━━━ EXTRACTED MATERIAL

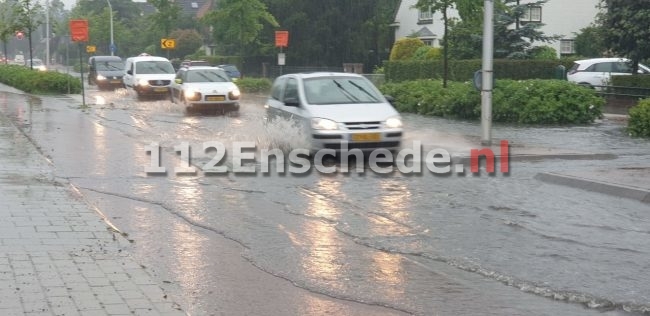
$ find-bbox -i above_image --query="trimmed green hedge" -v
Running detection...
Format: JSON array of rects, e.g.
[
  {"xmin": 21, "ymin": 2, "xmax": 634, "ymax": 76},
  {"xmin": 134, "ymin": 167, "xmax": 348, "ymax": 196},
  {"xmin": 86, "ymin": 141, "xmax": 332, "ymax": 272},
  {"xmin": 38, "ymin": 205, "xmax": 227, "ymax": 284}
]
[
  {"xmin": 380, "ymin": 80, "xmax": 605, "ymax": 124},
  {"xmin": 0, "ymin": 65, "xmax": 81, "ymax": 94},
  {"xmin": 384, "ymin": 59, "xmax": 573, "ymax": 82},
  {"xmin": 627, "ymin": 99, "xmax": 650, "ymax": 137}
]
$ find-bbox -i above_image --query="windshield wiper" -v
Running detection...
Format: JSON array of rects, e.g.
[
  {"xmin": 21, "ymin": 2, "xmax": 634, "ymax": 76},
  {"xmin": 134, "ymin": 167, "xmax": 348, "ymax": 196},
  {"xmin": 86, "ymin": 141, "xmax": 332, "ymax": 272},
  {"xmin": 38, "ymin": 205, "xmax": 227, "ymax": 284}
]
[
  {"xmin": 332, "ymin": 80, "xmax": 360, "ymax": 102},
  {"xmin": 348, "ymin": 80, "xmax": 379, "ymax": 102}
]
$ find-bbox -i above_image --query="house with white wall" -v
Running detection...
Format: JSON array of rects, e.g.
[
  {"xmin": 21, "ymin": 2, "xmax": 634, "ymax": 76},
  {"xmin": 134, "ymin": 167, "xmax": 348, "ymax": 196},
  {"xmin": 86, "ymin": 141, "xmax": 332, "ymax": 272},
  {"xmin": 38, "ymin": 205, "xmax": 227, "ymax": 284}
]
[{"xmin": 393, "ymin": 0, "xmax": 600, "ymax": 55}]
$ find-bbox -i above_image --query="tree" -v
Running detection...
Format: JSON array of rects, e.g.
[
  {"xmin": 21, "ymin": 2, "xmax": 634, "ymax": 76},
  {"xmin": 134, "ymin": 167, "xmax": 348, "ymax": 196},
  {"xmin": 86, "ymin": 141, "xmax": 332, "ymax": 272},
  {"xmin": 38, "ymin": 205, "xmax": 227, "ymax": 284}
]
[
  {"xmin": 494, "ymin": 0, "xmax": 559, "ymax": 59},
  {"xmin": 147, "ymin": 0, "xmax": 182, "ymax": 37},
  {"xmin": 169, "ymin": 30, "xmax": 203, "ymax": 58},
  {"xmin": 0, "ymin": 0, "xmax": 16, "ymax": 64},
  {"xmin": 203, "ymin": 0, "xmax": 280, "ymax": 57},
  {"xmin": 14, "ymin": 0, "xmax": 44, "ymax": 69},
  {"xmin": 600, "ymin": 0, "xmax": 650, "ymax": 74},
  {"xmin": 575, "ymin": 25, "xmax": 607, "ymax": 58}
]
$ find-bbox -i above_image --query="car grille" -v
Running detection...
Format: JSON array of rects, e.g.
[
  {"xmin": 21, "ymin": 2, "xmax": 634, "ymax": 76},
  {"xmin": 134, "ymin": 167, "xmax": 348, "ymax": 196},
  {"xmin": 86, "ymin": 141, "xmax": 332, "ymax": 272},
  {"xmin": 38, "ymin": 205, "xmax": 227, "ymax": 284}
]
[
  {"xmin": 324, "ymin": 142, "xmax": 399, "ymax": 150},
  {"xmin": 343, "ymin": 122, "xmax": 381, "ymax": 130},
  {"xmin": 149, "ymin": 80, "xmax": 171, "ymax": 87}
]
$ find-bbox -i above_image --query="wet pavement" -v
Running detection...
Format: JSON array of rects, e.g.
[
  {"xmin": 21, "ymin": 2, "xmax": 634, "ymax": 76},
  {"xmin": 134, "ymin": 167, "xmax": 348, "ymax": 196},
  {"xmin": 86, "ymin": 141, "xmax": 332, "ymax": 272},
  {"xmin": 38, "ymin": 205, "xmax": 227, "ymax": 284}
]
[{"xmin": 0, "ymin": 82, "xmax": 650, "ymax": 315}]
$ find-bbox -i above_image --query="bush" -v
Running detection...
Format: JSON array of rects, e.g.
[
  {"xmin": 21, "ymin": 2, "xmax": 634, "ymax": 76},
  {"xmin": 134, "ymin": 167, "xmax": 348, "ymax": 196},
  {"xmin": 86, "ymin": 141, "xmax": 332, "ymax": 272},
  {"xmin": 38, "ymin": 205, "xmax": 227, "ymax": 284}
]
[
  {"xmin": 0, "ymin": 65, "xmax": 81, "ymax": 94},
  {"xmin": 380, "ymin": 80, "xmax": 605, "ymax": 124},
  {"xmin": 389, "ymin": 37, "xmax": 426, "ymax": 60},
  {"xmin": 627, "ymin": 99, "xmax": 650, "ymax": 137},
  {"xmin": 235, "ymin": 78, "xmax": 272, "ymax": 93},
  {"xmin": 384, "ymin": 59, "xmax": 573, "ymax": 82}
]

━━━━━━

PROBLEM:
Copy each line in full and exactly, omitting any picture.

RESPONSE:
$ find-bbox -i above_image --query="trimmed green hedge" -v
Running detection...
Format: JSON array of rects, e.g.
[
  {"xmin": 21, "ymin": 2, "xmax": 634, "ymax": 76},
  {"xmin": 134, "ymin": 167, "xmax": 348, "ymax": 196},
  {"xmin": 86, "ymin": 141, "xmax": 332, "ymax": 272},
  {"xmin": 38, "ymin": 205, "xmax": 227, "ymax": 284}
]
[
  {"xmin": 380, "ymin": 80, "xmax": 605, "ymax": 124},
  {"xmin": 0, "ymin": 65, "xmax": 81, "ymax": 94},
  {"xmin": 384, "ymin": 59, "xmax": 573, "ymax": 82},
  {"xmin": 627, "ymin": 99, "xmax": 650, "ymax": 137}
]
$ find-bbox -i above_image --query="windshield wiper" -v
Running detection...
Format: JSON array of rects, e.g.
[
  {"xmin": 21, "ymin": 2, "xmax": 634, "ymax": 76},
  {"xmin": 134, "ymin": 167, "xmax": 348, "ymax": 196},
  {"xmin": 86, "ymin": 141, "xmax": 332, "ymax": 272},
  {"xmin": 38, "ymin": 205, "xmax": 227, "ymax": 284}
]
[
  {"xmin": 332, "ymin": 80, "xmax": 360, "ymax": 102},
  {"xmin": 348, "ymin": 80, "xmax": 379, "ymax": 102}
]
$ find-bbox -i above_image --query="house with white wall" -v
Running detection...
Format: JSON array of rects, e.g.
[
  {"xmin": 21, "ymin": 2, "xmax": 634, "ymax": 76},
  {"xmin": 134, "ymin": 167, "xmax": 348, "ymax": 196},
  {"xmin": 86, "ymin": 141, "xmax": 332, "ymax": 272},
  {"xmin": 38, "ymin": 205, "xmax": 227, "ymax": 284}
]
[{"xmin": 393, "ymin": 0, "xmax": 600, "ymax": 55}]
$ find-bbox -i above_image --query="tree" -v
Running detection...
Format: JSON array of rects, e.g.
[
  {"xmin": 21, "ymin": 2, "xmax": 634, "ymax": 76},
  {"xmin": 134, "ymin": 167, "xmax": 348, "ymax": 196},
  {"xmin": 86, "ymin": 141, "xmax": 332, "ymax": 272},
  {"xmin": 38, "ymin": 205, "xmax": 227, "ymax": 284}
]
[
  {"xmin": 494, "ymin": 0, "xmax": 559, "ymax": 59},
  {"xmin": 147, "ymin": 0, "xmax": 182, "ymax": 37},
  {"xmin": 169, "ymin": 30, "xmax": 203, "ymax": 58},
  {"xmin": 0, "ymin": 0, "xmax": 16, "ymax": 64},
  {"xmin": 203, "ymin": 0, "xmax": 280, "ymax": 57},
  {"xmin": 14, "ymin": 0, "xmax": 44, "ymax": 69},
  {"xmin": 600, "ymin": 0, "xmax": 650, "ymax": 74},
  {"xmin": 575, "ymin": 25, "xmax": 607, "ymax": 58}
]
$ find-bbox -i above_image --query="car grille" -v
Running detection...
Format: JSON array of rects, e.g.
[
  {"xmin": 21, "ymin": 2, "xmax": 634, "ymax": 76},
  {"xmin": 134, "ymin": 167, "xmax": 348, "ymax": 196},
  {"xmin": 86, "ymin": 141, "xmax": 332, "ymax": 272},
  {"xmin": 38, "ymin": 205, "xmax": 227, "ymax": 284}
]
[
  {"xmin": 324, "ymin": 142, "xmax": 399, "ymax": 150},
  {"xmin": 343, "ymin": 122, "xmax": 381, "ymax": 130},
  {"xmin": 149, "ymin": 80, "xmax": 171, "ymax": 87}
]
$ find-bbox -i above_image --query="wet pavement" -v
Running detection...
Format: JSON array of rects, e.g.
[
  {"xmin": 21, "ymin": 2, "xmax": 634, "ymax": 76},
  {"xmin": 134, "ymin": 167, "xmax": 348, "ymax": 196},
  {"xmin": 86, "ymin": 141, "xmax": 332, "ymax": 272},
  {"xmin": 38, "ymin": 205, "xmax": 227, "ymax": 284}
]
[{"xmin": 0, "ymin": 82, "xmax": 650, "ymax": 315}]
$ find-bbox -i above_image --query="bush" -v
Running detection...
Format: JSON array of rects, e.g.
[
  {"xmin": 21, "ymin": 2, "xmax": 634, "ymax": 76},
  {"xmin": 134, "ymin": 167, "xmax": 348, "ymax": 196},
  {"xmin": 86, "ymin": 141, "xmax": 332, "ymax": 272},
  {"xmin": 38, "ymin": 205, "xmax": 227, "ymax": 284}
]
[
  {"xmin": 0, "ymin": 65, "xmax": 81, "ymax": 94},
  {"xmin": 380, "ymin": 80, "xmax": 605, "ymax": 124},
  {"xmin": 389, "ymin": 37, "xmax": 426, "ymax": 60},
  {"xmin": 627, "ymin": 99, "xmax": 650, "ymax": 137},
  {"xmin": 235, "ymin": 78, "xmax": 272, "ymax": 93},
  {"xmin": 384, "ymin": 59, "xmax": 573, "ymax": 82}
]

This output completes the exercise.